_WHAT IS ASKED_: Count the lines of the listing below that contain the string "white", treating uppercase and lowercase as different, and reply with the number alone.
--- START ---
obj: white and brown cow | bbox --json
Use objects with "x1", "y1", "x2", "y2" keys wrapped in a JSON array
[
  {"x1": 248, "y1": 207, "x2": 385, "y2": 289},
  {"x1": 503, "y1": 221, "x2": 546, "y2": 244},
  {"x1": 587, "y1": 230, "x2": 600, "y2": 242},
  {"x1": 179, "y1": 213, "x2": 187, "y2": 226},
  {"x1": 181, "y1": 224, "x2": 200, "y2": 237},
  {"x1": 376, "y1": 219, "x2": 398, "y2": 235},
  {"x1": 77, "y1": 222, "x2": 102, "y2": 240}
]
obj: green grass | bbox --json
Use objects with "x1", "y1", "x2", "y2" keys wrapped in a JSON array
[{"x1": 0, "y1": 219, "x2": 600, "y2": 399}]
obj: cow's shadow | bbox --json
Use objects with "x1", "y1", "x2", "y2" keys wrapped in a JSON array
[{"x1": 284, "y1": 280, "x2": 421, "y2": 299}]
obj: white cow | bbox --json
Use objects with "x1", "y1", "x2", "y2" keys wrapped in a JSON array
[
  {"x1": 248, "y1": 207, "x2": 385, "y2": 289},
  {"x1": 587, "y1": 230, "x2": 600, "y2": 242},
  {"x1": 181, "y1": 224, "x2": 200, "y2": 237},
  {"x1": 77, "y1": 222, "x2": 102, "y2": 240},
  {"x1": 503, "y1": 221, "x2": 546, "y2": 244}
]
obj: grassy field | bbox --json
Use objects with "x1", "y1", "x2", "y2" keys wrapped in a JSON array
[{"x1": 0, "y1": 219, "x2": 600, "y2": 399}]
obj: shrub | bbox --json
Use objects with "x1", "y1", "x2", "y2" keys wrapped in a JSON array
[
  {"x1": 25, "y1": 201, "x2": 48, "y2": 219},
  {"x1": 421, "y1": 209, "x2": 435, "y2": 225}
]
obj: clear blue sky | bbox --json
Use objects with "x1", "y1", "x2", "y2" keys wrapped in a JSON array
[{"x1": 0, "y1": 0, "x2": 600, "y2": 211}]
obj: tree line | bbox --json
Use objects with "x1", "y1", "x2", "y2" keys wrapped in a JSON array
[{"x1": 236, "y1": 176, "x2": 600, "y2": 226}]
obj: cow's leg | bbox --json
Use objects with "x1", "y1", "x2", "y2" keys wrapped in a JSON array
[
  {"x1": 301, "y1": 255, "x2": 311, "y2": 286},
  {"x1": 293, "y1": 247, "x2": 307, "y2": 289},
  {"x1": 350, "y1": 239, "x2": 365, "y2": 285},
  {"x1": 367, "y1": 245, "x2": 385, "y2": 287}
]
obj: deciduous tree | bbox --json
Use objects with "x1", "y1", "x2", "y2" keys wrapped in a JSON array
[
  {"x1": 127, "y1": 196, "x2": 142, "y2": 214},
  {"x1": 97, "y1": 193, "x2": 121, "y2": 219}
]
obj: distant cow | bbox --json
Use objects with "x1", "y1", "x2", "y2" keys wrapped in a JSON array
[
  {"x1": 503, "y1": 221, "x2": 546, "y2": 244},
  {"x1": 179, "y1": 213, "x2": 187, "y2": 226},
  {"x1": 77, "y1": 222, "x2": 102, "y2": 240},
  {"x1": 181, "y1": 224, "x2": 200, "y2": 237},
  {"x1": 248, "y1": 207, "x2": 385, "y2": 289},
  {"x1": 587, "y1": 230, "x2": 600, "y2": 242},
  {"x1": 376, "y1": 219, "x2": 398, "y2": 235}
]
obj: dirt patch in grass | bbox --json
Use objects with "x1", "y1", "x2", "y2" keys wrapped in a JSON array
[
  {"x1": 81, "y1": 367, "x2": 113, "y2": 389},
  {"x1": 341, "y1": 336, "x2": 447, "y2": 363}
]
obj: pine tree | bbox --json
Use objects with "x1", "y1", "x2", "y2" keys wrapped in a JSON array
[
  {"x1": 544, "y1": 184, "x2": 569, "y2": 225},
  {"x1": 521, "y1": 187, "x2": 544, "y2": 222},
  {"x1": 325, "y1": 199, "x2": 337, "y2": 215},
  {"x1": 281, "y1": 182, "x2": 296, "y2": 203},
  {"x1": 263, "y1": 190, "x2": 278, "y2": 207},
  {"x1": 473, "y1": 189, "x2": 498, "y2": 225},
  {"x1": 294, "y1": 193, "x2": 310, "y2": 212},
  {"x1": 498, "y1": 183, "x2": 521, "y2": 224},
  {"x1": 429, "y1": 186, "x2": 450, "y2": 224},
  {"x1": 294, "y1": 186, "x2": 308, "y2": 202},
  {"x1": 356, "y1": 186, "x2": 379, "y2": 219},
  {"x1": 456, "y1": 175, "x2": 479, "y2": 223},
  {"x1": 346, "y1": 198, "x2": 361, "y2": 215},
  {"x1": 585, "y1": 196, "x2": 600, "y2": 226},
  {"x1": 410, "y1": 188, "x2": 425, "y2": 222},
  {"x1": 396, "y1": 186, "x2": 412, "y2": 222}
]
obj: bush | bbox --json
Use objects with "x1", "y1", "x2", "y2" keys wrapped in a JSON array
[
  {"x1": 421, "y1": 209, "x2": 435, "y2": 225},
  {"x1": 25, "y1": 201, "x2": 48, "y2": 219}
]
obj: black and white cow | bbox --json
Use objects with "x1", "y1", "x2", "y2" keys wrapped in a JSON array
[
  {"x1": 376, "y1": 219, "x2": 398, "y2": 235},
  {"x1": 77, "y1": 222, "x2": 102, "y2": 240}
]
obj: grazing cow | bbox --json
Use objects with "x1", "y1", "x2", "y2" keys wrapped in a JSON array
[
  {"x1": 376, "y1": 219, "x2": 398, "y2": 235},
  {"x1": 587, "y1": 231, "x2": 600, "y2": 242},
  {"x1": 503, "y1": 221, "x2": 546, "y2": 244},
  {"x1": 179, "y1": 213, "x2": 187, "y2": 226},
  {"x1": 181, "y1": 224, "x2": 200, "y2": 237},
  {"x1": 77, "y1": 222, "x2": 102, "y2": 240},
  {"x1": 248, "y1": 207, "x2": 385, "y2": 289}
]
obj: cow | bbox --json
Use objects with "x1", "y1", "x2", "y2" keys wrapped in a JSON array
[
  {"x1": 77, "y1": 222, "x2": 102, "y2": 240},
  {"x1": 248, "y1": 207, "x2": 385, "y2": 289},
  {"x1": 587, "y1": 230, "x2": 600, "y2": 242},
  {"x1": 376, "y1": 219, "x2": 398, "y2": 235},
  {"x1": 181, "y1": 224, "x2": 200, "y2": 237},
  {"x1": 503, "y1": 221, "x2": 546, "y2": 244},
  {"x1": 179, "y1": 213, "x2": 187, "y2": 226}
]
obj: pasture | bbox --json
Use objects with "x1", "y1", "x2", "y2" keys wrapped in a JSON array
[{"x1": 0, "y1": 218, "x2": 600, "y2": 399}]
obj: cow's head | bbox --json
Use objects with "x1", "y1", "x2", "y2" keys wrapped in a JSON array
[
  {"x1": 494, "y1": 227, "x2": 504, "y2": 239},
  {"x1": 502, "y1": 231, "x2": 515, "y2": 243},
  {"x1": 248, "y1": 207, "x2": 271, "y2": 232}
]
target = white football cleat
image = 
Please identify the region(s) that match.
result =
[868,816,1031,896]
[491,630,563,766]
--- END ---
_FINISHED EXERCISE_: 4